(Excerpts from point annotation data)

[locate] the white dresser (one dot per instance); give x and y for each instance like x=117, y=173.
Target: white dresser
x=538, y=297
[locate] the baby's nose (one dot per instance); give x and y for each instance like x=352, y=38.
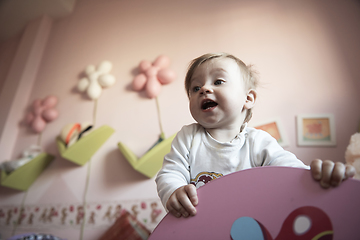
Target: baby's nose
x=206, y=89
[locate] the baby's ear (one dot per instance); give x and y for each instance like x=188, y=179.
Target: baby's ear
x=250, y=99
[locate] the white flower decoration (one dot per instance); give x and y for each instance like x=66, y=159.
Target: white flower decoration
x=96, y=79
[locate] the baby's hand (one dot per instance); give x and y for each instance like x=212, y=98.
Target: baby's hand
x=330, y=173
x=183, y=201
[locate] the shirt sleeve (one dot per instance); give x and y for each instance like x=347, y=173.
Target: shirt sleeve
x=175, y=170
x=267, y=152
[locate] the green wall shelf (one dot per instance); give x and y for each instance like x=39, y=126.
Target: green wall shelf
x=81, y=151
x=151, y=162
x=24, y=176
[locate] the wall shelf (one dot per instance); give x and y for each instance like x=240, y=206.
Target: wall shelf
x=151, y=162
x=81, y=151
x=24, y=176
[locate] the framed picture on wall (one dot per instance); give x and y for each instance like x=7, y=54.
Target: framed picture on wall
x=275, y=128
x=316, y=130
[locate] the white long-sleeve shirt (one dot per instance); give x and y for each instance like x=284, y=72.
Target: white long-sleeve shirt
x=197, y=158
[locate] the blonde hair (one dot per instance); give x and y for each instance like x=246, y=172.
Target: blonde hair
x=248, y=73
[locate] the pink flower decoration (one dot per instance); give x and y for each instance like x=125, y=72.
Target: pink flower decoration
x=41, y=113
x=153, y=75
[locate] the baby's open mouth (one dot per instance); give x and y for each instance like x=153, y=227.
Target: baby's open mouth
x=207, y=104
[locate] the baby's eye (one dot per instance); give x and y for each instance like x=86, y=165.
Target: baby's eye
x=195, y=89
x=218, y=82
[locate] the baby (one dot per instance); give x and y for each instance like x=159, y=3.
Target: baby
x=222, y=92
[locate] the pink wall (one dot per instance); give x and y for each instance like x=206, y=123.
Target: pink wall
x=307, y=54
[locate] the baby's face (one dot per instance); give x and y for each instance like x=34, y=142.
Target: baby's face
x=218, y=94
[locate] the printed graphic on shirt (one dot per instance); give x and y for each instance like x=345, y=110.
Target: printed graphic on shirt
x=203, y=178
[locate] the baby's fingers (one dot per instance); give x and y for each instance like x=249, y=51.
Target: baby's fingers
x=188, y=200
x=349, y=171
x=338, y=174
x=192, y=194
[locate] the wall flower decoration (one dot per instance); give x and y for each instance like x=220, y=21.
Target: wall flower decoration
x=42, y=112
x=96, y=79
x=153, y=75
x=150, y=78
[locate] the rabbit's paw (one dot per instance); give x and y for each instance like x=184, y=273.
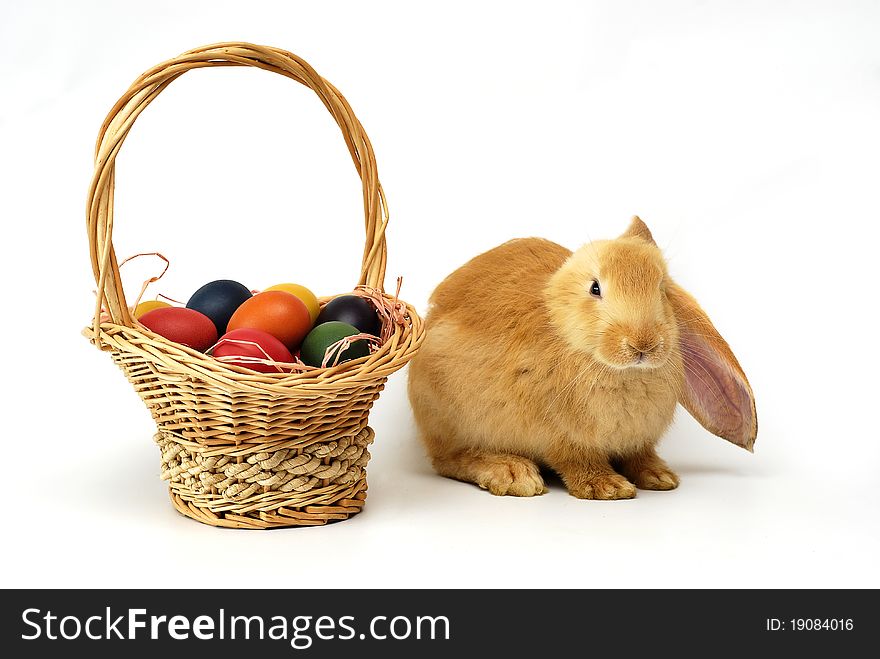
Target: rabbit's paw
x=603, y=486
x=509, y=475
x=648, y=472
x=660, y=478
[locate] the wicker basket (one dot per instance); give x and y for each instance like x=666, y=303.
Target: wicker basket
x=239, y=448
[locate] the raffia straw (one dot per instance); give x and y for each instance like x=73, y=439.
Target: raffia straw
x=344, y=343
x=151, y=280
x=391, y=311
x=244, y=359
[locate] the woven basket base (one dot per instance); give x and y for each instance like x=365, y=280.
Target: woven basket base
--
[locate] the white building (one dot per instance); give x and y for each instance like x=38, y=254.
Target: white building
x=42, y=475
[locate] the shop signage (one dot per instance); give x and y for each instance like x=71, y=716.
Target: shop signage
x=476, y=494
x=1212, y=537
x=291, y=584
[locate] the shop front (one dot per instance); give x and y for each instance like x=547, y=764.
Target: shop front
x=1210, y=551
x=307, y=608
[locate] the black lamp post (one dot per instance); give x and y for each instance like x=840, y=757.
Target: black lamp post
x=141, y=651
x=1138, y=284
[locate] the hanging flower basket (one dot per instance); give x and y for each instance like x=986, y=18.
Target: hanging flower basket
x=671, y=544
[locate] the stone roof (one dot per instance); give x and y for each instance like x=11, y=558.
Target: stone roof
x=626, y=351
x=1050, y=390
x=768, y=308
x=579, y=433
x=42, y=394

__What the exercise asks__: Change "raffia straw" to "dried grass" in the lines from the line with "[locate] the rabbit's" up to and including the line with "Target: woven basket base", and give only those lines back with everything else unchanged. Leave the pictures out.

__Exercise response__:
[locate] the rabbit's paw (one dot per instance); give x and y for each instance like x=184, y=273.
Target: rabbit's paw
x=603, y=486
x=509, y=475
x=648, y=472
x=660, y=478
[locate] the wicker basket (one dot per instance); give x and y for each instance like x=666, y=303.
Target: wicker basket
x=239, y=448
[locate] the dried grass (one dot per instance); give x and y for each instance like x=73, y=439.
Target: dried grass
x=344, y=343
x=151, y=280
x=391, y=311
x=244, y=359
[locate] the woven basket base (one dot per instance); give x and y for each instance like x=365, y=280.
Target: woven basket base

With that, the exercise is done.